PASSAGE SHOWN>
---

Time to fix what ails us

The territory's health field is awash with red ink. So now what? We're going to have a new hospital residence, hospitals in Watson Lake and Dawson City, and be $67 million in debt. How will the Yukon Hospital Corp.

The territory’s health field is awash with red ink.

So now what?

We’re going to have a new hospital residence, hospitals in Watson Lake and Dawson City, and be $67 million in debt.

How will the Yukon Hospital Corp. manage this debt and keep costs down into the future?

These are important questions.

The Conference Board of Canada says the Yukon will be running a deficit this year and next. And into the future.

This is a new thing for the territory.

And it’s health spending that concerns the conference board most.

A report issued last week predicts a 4.8 per cent annual increase in health costs, driven in large part to an aging population.

That led the conference board to predict costs will nearly double by 2020.

The good news is the territory is expected to have new mining properties opening up, which will expand the territory’s economy.

But not enough.

Health-care costs alone will outstrip mining expansion. And the territory’s small population probably won’t be capable of feeding the demand for labour.

That suggests the need for out-of-territory workers, who file taxes in other jurisdictions. That saps the territory’s resources – they use the region’s services, including its hospitals, but don’t help fund them.

So what’s the territory to do? It’s up to Health Minister Glenn Hart to tell us. But he’s in hiding. With Premier Dennis Fentie, presumably.

This isn’t like a tea leaf reading by Chicken Little. The Conference Board of Canada is a respected not-for-profit national research body.

And in the last decade, health spending rose to $199 million from $108 million according to Yukon budget documents.

---

Saved data entries>

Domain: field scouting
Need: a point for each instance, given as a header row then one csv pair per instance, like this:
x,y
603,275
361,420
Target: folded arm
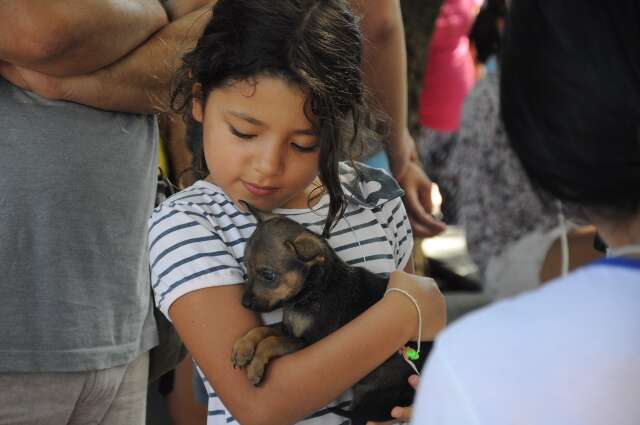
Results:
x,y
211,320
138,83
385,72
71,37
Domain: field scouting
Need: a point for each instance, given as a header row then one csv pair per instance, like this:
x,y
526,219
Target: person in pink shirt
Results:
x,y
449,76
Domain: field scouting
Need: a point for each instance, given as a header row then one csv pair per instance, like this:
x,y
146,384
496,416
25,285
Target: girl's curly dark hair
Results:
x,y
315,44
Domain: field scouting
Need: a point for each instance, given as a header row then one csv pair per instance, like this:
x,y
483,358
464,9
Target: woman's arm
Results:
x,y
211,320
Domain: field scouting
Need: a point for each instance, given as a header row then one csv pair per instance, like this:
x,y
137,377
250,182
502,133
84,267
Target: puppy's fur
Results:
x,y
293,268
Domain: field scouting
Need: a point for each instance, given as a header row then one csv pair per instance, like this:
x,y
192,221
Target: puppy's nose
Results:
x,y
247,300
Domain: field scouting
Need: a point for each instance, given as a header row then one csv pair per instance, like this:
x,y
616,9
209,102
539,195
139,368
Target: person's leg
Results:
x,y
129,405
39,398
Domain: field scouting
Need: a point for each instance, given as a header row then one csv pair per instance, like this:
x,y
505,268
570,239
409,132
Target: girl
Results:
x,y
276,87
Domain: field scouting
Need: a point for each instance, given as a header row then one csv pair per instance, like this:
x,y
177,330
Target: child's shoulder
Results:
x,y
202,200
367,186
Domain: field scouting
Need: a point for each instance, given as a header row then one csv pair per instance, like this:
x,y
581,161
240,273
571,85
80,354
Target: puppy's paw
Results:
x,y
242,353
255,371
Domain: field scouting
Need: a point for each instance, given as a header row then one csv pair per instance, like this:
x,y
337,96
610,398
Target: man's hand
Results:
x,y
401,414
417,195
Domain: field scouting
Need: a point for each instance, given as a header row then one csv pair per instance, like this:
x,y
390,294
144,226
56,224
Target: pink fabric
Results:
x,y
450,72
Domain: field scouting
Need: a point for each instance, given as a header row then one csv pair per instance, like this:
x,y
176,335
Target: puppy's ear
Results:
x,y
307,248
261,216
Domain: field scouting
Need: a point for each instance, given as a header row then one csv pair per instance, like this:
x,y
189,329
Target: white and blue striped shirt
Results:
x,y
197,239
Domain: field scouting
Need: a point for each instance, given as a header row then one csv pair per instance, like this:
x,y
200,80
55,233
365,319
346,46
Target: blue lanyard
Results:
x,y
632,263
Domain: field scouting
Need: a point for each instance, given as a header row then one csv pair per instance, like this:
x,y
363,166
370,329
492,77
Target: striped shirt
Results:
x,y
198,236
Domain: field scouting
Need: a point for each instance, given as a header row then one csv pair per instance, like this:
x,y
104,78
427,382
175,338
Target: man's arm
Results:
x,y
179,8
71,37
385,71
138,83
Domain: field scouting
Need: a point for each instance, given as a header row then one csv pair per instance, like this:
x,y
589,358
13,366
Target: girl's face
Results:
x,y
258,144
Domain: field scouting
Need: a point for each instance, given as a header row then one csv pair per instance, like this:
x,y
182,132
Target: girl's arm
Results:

---

EXERCISE SET>
1 - List every distinct dollar amount that appears in the editorial on Yukon health costs.
2 - Please pick up the editorial on Yukon health costs after its final sentence and carry it forward.

RESPONSE LIST>
1 - $67 million, $199 million, $108 million

2 -
The cost of running the Health and Social Services Department was predicted to top $229 million this year.

A July report issued by Hart’s Health Department suggested that within eight years the Yukon would see a $250-million gap between our needs and our means to pay for it.

The conference board report merely backs all this up.

The Yukon Hospital Corp. is about to take on $67 million in debt. It’s doing so to keep the cost off the territory’s borrowing ledger. Interest on that debt is expected to exceed $50 million. And that just covers the cost of construction of the three buildings.

The Yukon will then have to outfit, staff and run the two remote hospitals, one in Watson Lake, a region with declining population.

Hart has stated he’s not going to impose health premiums. He’s actually blocked from doing so by provisions in the collective agreement with the territory’s public-sector union. As long as there are more government than private-sector workers in the territory, there would be little net benefit to such premiums – it would simply anger nongovernment workers without providing much of a boost to government coffers.

And, beyond that pledge, he’s done nothing to explain the department’s long-term strategy for delivering health care and keeping costs under control.

He may very well have a crackerjack plan.